* **What to work on**
Rewrite every line of the records below with "Label a point" replaced by "Place a marker" and everything else left the same. Leave the pictures out of your answer.

* * * * * * * * *

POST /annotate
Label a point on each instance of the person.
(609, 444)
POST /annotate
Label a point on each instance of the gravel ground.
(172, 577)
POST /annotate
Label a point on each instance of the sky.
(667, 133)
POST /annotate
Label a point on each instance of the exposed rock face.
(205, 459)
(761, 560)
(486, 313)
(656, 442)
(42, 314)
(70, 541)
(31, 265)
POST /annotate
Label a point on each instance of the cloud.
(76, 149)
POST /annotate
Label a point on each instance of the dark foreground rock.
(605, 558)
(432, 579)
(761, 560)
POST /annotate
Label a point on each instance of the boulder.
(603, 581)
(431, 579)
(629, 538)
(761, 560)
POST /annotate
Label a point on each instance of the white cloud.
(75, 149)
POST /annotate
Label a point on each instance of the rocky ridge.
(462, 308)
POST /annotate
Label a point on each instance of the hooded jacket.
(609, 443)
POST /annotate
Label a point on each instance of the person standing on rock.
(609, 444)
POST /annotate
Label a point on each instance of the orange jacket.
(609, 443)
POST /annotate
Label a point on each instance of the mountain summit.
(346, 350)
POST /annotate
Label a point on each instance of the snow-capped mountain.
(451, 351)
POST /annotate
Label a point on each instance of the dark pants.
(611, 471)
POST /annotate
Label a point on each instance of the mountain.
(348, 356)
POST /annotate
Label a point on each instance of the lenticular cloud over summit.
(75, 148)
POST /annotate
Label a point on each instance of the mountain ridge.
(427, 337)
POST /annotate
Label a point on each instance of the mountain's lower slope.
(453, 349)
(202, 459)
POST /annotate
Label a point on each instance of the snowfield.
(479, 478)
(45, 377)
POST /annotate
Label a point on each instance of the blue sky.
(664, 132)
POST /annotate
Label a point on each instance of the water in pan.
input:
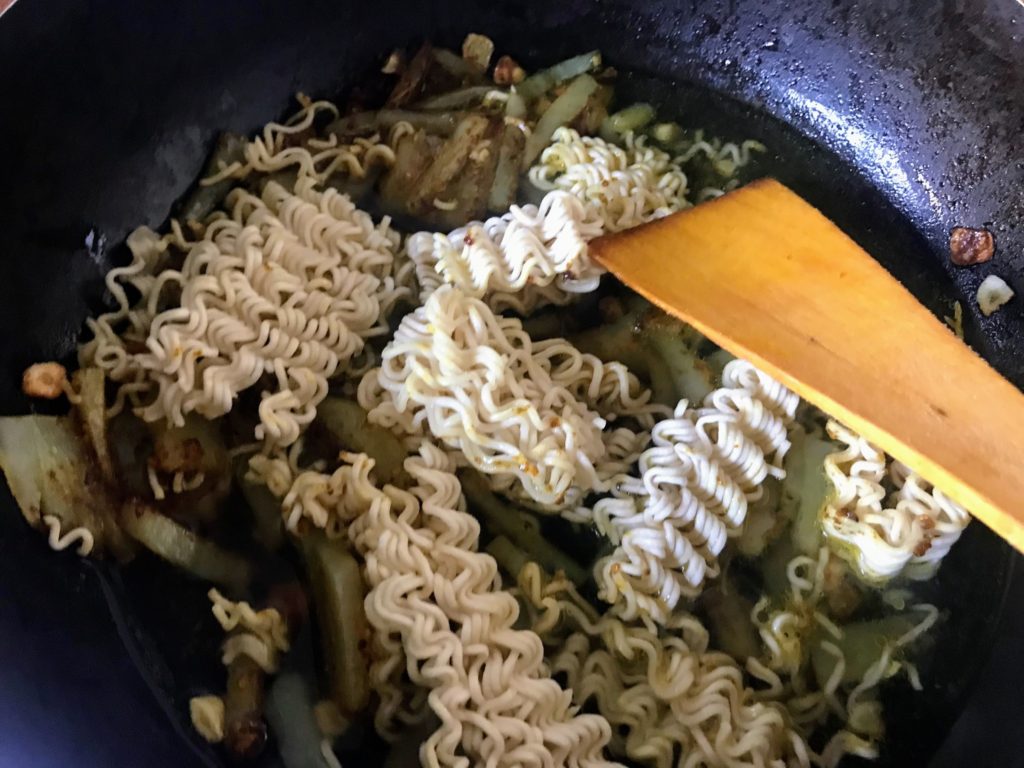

* * * * * * * * *

* **Solution for this problem**
POST /annotate
Place a marker on each instance of the person.
(609, 444)
POST /annotate
Place a marker on each instance of the gravel ground.
(172, 577)
POST /annotate
Place a marker on each instance of the sky.
(667, 133)
POST /annotate
Place a marker on each instance of the exposed rock face.
(205, 459)
(761, 560)
(486, 313)
(656, 442)
(42, 314)
(70, 541)
(31, 265)
POST /annotate
Place a marker on each instance of the cloud.
(76, 149)
POST /annotate
Place a marker on each instance of the dark foreground rock.
(605, 558)
(432, 579)
(761, 560)
POST /annotate
Place a marker on each instance of the boulder.
(603, 581)
(431, 579)
(629, 538)
(761, 560)
POST /annotate
Place a marker on each instance of the white cloud.
(75, 149)
POST /annotate
Place a marker on each instance of the rocky ridge.
(462, 308)
POST /annotate
Place a marker on each instance of the hooded jacket.
(609, 443)
POST /annotate
Place a marker on each instance of the person standing on rock.
(609, 444)
POST /annotate
Place a marker on each instance of the orange jacket.
(609, 443)
POST /annotate
Place a marker on each instance of the mountain summit.
(346, 350)
POST /annotate
Place a marker on each instance of the snow-capped mountain.
(451, 351)
POST /annotate
Place a marker on each instance of the dark pants.
(611, 471)
POST /annotate
Place a marker on each instance of the mountain.
(348, 356)
POST /annotate
Place a marker on each instance of the lenticular cloud over summit.
(75, 148)
POST /annotate
Place a marker on each instance of the mountain ridge.
(427, 337)
POST /annotate
Place a marker on each instance of the mountain's lower slope.
(453, 349)
(202, 459)
POST /annotate
Place a marker on each instance of the snowfield.
(479, 478)
(45, 377)
POST /annotate
Place a marker on each instance of the blue sky.
(664, 132)
POST /annotate
Place a marker on each instance of the water in pan.
input:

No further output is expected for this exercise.